*Tâche courte 1*. Recopiez telles quelles les lignes de données, depuis la toute première jusqu'à la ligne contenant "MULTIPOLYGON (((154 103, 139", celle-ci comprise.

*Extrait présenté*.
Un des groupes les plus originaux du moment revient avec son troisième album. Forcément une bonne nouvelle a fortiori car avec le temps, Extra Life gère de mieux en mieux sa créativité.
C’est vrai qu’à l’époque de Secular Works, le premier album du groupe en 2009, je m’étais pris Extra Life en pleine poire et le choc avait été violent. Très violent. Leader de ces Américains provocateurs, Charlie Looker avait travaillé avec Glenn Branca et John Zorn, ce qui pouvait laisser augurer que l’on pourrait aller assez loin , dans l’expérimental, le bruitiste, le barré. Et c’était le cas avec une étonnante touche médiévale en plus et des rythmiques math rock. L’ensemble était pour le moins original et créatif mais dans sa volonté de tout nous balancer à la gueule, l’expérience s’avérait quelque peu indigeste avec surtout un premier morceau jugé interminable.
Finalement, il ne fallait pas grand-chose pour que Extra Life devienne un groupe passionnant en reprenant le contrôle de ses idées et en devenant le propre architecte de sa musique. Et par un cheminement progressif, les Américains sont arrivés à ce résultat. Leur précédent EP, Ripped Heart, avait pu nous induire en erreur, les New Yorkais s’essayant à une indie rock cold wave loin de leur style initial. Avec Dream Seeds, Extra Life rentre au bercail mais utilise sa créativité et sa large palette en bonne intelligence.

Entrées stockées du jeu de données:
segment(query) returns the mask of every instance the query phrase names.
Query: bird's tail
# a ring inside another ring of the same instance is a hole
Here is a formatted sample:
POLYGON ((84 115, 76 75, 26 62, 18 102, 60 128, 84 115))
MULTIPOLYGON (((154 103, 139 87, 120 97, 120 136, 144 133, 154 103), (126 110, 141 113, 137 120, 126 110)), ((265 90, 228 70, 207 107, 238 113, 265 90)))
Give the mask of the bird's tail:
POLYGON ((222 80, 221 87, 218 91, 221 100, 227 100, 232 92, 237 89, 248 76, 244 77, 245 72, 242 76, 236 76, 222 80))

*Tâche courte 2*. Reproduisez mot pour mot le passage de la critique de l'album d'Extra Life qui commence par "Finalement, il ne" et se poursuit jusqu'à "en bonne intelligence.".

*Résultat obtenu 1*.
segment(query) returns the mask of every instance the query phrase names.
Query: bird's tail
# a ring inside another ring of the same instance is a hole
Here is a formatted sample:
POLYGON ((84 115, 76 75, 26 62, 18 102, 60 128, 84 115))
MULTIPOLYGON (((154 103, 139 87, 120 97, 120 136, 144 133, 154 103), (126 110, 141 113, 137 120, 126 110)), ((265 90, 228 70, 207 107, 238 113, 265 90)))

*Résultat obtenu 2*.
Finalement, il ne fallait pas grand-chose pour que Extra Life devienne un groupe passionnant en reprenant le contrôle de ses idées et en devenant le propre architecte de sa musique. Et par un cheminement progressif, les Américains sont arrivés à ce résultat. Leur précédent EP, Ripped Heart, avait pu nous induire en erreur, les New Yorkais s’essayant à une indie rock cold wave loin de leur style initial. Avec Dream Seeds, Extra Life rentre au bercail mais utilise sa créativité et sa large palette en bonne intelligence.